DIRECTIVES:
(a) In the repair discussion, how many flashes is EMERGENCY_SOS listed as?
(b) Pick up the repair discussion after its final sentence and extend it in the same style.

TEXT TO READ:
No, sadly, I can't get anything other than the heading. I'm not sure how useful it would be to know the total running time and number of starts. Although it's 11 years old it hasn't been used very much. It was at my holiday flat, which is occupied 25% of the time at the most. [I've now got it back at my main home to try to fix it].
The service menu may also be where you calibrate the colour response of the screen. So you don't really want to randomly mess with bits of it you don't understand if you ever get it to appear.
If you can find a model number of the board, you could try searching for that along with "board view". There may be a PDF layout of the board, or even a proper board view file designed to be loaded into board view software.
Not sure - EMERGENCY_SOS is down as 13 flashes (not 10) rather than a continuous flash.
You might have to trace them from the nearest IC that is labelled. For example TP5405 (SUB5V) is from pin 3 of IC5405, which the Conductor Views section shows labelled in quadrant 1D of the A-board.

ITEMS:
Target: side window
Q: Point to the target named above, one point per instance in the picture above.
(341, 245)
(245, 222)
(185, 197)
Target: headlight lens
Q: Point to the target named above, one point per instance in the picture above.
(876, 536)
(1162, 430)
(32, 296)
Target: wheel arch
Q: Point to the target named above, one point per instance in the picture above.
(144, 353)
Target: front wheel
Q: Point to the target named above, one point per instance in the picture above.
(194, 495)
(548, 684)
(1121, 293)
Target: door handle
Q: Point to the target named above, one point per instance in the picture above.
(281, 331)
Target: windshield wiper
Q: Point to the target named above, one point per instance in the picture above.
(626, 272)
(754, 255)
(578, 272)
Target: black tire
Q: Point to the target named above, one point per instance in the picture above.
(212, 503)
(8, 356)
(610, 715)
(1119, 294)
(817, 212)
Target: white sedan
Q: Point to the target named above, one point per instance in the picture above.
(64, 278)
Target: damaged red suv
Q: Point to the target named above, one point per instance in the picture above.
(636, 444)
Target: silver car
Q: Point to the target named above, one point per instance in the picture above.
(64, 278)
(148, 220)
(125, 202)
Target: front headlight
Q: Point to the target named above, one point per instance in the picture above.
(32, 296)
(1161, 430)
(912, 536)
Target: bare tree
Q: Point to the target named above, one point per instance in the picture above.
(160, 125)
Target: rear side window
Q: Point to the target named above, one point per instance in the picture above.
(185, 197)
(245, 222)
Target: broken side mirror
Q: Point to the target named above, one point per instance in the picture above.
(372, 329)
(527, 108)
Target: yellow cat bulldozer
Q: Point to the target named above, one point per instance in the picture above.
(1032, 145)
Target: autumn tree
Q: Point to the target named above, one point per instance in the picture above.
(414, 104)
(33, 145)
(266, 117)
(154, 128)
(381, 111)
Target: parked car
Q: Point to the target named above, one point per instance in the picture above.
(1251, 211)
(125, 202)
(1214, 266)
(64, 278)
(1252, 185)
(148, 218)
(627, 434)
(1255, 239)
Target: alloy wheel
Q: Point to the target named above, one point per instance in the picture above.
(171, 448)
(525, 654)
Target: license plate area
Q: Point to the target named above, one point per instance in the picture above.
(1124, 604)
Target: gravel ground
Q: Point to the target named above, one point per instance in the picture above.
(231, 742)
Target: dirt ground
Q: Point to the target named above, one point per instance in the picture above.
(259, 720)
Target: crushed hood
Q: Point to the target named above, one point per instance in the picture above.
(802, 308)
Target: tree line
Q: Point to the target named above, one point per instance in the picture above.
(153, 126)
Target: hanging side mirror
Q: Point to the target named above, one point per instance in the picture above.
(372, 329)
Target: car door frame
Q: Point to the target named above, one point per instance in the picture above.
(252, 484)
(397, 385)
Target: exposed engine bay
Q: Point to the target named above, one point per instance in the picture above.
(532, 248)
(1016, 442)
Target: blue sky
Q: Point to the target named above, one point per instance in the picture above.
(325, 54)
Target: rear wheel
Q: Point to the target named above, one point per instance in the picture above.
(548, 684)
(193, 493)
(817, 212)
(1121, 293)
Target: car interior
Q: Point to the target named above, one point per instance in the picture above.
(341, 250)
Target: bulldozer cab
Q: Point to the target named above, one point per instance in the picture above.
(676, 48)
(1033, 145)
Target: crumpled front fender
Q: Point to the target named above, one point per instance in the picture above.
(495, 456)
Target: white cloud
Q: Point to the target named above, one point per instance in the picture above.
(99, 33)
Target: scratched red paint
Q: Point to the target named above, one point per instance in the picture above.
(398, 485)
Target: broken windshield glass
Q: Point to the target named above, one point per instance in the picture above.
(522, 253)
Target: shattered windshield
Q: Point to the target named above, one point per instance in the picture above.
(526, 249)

RESULTS IN ORDER:
(a) 13 flashes

(b)
I've now found all but one of the testpoints (without any explosions!) and will tabulate the results below. They're not marked on the board, but they are shown on a schematic in the repair manual, so I was able to reference them to specific pins of connectors.
Not sure how this will tabulate, but what I found was:
The one I can't find is TV_SOS (which may possibly be the most significant one). It only seems to be on a pin of IC5480, which is on the *underside* of the board and not accessible with the board in place.
It looks to me like something isn't drawing any current when it should be hence the high 17V. and the INV_ON is surely wrong.
One possible approach is to change every single electrolytic capacitor in the vicinity of the power supply.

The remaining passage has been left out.